THE REQUEST:
Edit the rows starting at the line that contains "Hi there! Can you please detect the ceiling visible" and ending at the line that contains "Hi there! Can you please detect the window": put "doorway" in place of "door frame" and keep everything else the same.
[STORED DATA start]
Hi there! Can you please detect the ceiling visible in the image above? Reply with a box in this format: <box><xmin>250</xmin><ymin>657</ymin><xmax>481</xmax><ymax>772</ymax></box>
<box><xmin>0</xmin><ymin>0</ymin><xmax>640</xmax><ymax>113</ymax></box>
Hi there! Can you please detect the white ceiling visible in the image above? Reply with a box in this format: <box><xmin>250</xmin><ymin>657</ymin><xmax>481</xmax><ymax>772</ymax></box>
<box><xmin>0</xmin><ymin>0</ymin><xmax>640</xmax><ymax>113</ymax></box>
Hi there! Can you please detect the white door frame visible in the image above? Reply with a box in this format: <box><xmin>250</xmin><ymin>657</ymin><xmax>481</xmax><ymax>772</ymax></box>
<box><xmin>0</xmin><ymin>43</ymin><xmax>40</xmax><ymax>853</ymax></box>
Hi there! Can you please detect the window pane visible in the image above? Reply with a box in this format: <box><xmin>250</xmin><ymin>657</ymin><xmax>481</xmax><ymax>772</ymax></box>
[STORED DATA end]
[STORED DATA start]
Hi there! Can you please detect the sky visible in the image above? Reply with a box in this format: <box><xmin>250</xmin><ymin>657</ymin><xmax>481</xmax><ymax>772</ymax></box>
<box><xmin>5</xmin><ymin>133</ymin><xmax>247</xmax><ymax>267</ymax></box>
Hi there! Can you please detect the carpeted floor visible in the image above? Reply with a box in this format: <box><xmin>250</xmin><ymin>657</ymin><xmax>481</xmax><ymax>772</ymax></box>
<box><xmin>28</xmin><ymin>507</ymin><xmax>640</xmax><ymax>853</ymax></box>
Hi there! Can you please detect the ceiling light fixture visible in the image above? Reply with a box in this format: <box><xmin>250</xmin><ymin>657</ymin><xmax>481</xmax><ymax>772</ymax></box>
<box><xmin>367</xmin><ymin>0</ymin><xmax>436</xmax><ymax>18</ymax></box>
[STORED DATA end]
COMPLETE OUTPUT:
Hi there! Can you please detect the ceiling visible in the image above? Reply with a box in this format: <box><xmin>250</xmin><ymin>657</ymin><xmax>481</xmax><ymax>772</ymax></box>
<box><xmin>0</xmin><ymin>0</ymin><xmax>640</xmax><ymax>113</ymax></box>
Hi there! Can you please detect the white ceiling visible in the image above? Reply with a box in this format: <box><xmin>250</xmin><ymin>657</ymin><xmax>481</xmax><ymax>772</ymax></box>
<box><xmin>0</xmin><ymin>0</ymin><xmax>640</xmax><ymax>113</ymax></box>
Hi there! Can you please detect the white doorway visible in the image above? Reply with a box in this format: <box><xmin>250</xmin><ymin>657</ymin><xmax>481</xmax><ymax>772</ymax></box>
<box><xmin>0</xmin><ymin>43</ymin><xmax>40</xmax><ymax>853</ymax></box>
Hi there! Can you please detect the window pane visible in the image above? Reply with a box in this format: <box><xmin>250</xmin><ymin>657</ymin><xmax>481</xmax><ymax>772</ymax></box>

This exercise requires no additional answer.